**What the task requires:**
What lines in this listing contain the string "below"? Report each one by copying it.

**Study material:**
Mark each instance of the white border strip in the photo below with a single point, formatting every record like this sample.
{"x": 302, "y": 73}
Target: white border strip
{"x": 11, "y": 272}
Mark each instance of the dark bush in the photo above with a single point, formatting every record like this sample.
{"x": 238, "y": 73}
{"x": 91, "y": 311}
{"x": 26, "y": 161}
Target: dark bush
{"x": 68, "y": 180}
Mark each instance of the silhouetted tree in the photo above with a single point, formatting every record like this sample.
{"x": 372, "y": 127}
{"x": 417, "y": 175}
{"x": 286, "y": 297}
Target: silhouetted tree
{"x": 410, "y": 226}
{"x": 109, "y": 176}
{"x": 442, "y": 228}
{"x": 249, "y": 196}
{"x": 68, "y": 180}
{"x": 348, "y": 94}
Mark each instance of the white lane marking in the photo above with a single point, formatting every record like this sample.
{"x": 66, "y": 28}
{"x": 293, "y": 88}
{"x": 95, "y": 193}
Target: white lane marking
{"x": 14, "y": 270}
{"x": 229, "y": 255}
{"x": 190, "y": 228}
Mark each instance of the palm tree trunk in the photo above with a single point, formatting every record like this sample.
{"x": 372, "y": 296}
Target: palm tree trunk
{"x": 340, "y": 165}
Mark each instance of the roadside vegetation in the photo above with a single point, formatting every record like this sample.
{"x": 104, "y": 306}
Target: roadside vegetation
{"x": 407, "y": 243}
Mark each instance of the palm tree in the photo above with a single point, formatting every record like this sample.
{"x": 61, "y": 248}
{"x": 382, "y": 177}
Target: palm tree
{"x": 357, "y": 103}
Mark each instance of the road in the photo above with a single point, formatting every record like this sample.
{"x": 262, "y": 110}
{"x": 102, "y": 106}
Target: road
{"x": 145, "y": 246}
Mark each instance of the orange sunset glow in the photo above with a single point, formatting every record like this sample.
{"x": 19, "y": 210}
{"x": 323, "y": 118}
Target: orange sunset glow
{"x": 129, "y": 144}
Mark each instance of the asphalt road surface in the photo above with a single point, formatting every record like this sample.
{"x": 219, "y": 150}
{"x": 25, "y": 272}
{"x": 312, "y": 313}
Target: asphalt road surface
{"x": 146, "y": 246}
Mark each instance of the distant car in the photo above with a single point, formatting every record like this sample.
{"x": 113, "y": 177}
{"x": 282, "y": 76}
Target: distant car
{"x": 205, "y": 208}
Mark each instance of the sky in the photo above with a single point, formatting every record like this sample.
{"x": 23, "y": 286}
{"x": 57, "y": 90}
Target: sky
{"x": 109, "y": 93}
--
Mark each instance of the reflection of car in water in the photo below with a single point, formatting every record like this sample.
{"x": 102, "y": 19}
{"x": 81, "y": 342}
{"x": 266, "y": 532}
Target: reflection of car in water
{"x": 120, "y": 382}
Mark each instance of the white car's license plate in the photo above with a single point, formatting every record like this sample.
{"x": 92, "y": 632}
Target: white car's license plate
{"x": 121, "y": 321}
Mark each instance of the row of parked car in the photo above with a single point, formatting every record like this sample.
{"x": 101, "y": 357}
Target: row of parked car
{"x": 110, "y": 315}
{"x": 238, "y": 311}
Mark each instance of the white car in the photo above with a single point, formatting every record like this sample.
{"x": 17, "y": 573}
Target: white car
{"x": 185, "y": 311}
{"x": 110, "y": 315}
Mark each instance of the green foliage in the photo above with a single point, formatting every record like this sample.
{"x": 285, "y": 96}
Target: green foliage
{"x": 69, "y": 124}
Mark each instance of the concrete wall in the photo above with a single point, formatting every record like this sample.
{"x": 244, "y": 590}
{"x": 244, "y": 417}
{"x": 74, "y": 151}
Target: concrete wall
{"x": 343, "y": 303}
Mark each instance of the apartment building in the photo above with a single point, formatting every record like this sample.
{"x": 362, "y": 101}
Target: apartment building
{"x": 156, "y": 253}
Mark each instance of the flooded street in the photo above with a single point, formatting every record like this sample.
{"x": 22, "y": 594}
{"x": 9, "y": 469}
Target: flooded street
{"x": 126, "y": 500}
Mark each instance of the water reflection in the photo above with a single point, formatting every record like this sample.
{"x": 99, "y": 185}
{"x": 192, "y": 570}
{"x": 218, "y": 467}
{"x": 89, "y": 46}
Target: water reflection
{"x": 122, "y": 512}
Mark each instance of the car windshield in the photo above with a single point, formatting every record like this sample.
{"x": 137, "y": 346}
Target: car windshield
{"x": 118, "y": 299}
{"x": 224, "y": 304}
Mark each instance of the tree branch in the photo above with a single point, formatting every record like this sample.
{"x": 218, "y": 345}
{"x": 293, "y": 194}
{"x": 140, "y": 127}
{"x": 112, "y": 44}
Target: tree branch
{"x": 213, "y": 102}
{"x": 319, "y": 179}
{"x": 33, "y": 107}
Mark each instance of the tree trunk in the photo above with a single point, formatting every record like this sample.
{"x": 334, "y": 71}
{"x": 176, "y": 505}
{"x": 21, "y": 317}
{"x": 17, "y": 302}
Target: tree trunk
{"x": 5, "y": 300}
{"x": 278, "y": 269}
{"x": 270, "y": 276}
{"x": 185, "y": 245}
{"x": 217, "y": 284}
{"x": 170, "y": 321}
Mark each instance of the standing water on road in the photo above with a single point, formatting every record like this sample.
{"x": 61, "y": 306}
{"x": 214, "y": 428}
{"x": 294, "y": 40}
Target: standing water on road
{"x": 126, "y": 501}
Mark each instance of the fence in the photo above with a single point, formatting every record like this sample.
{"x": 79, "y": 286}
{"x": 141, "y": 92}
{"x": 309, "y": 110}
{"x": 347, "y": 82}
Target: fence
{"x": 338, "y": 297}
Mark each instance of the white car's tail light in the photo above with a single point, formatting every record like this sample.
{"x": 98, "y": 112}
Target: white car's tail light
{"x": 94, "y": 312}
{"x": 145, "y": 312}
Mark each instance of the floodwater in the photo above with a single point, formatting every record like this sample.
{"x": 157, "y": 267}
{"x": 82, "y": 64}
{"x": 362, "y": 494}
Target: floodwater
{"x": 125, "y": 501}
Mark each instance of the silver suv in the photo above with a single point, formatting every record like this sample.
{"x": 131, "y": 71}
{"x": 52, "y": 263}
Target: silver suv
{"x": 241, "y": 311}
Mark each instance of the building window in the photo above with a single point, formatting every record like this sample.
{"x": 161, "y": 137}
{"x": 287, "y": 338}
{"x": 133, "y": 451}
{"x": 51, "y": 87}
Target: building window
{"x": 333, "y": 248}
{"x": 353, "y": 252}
---
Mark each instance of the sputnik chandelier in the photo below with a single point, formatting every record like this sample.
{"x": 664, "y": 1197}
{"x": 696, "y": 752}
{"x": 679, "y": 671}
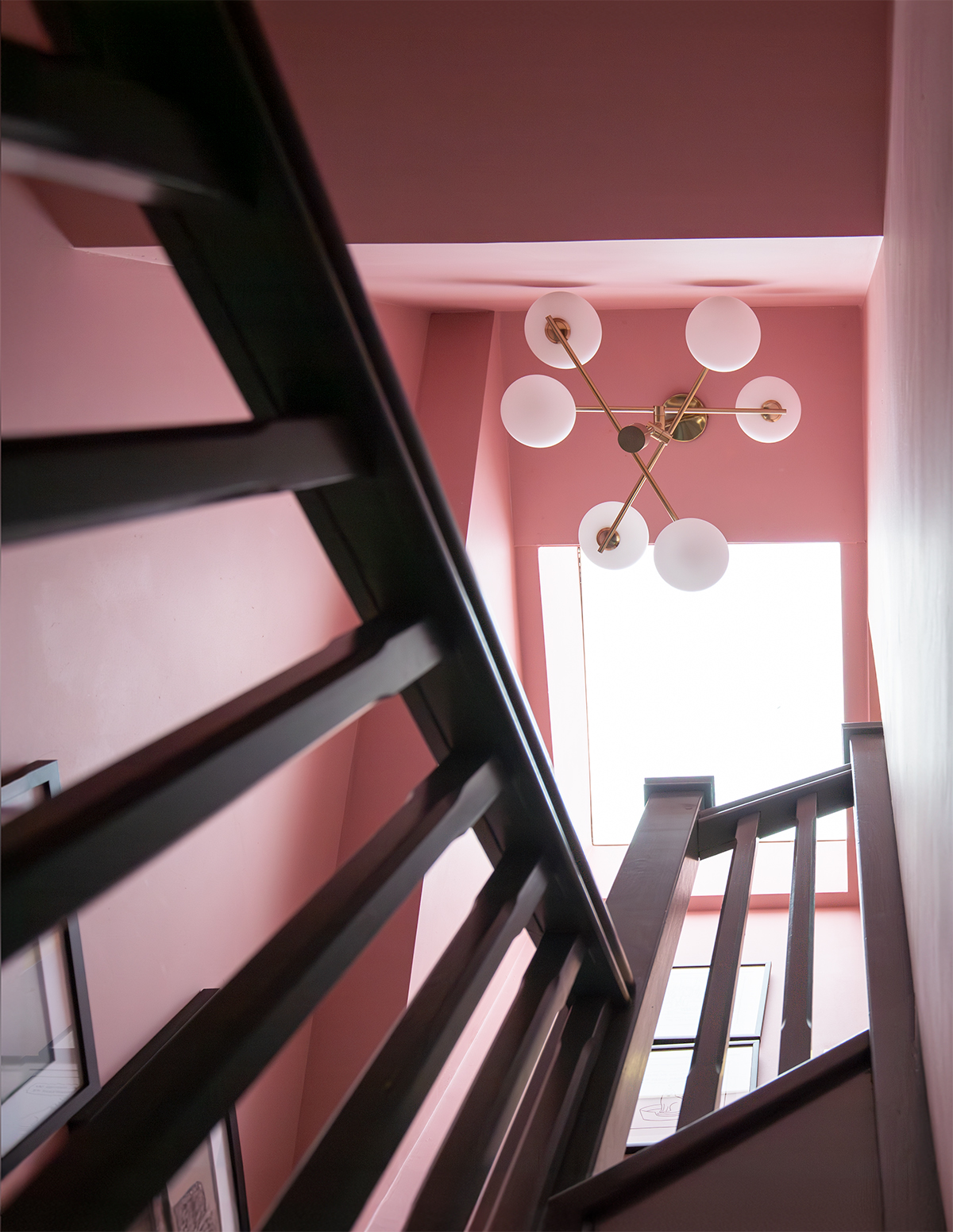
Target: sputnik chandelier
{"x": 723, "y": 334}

**Output of the exercise:**
Mark each instance of the white border strip in the photo below with a single point, formatting every record like this sample.
Mark each instance of the reflection of car in water in the photo below with a single point, formatting every record like this sample.
Mark each instance of the sputnik chandelier in the photo below with a single point, formatting every record like this sample.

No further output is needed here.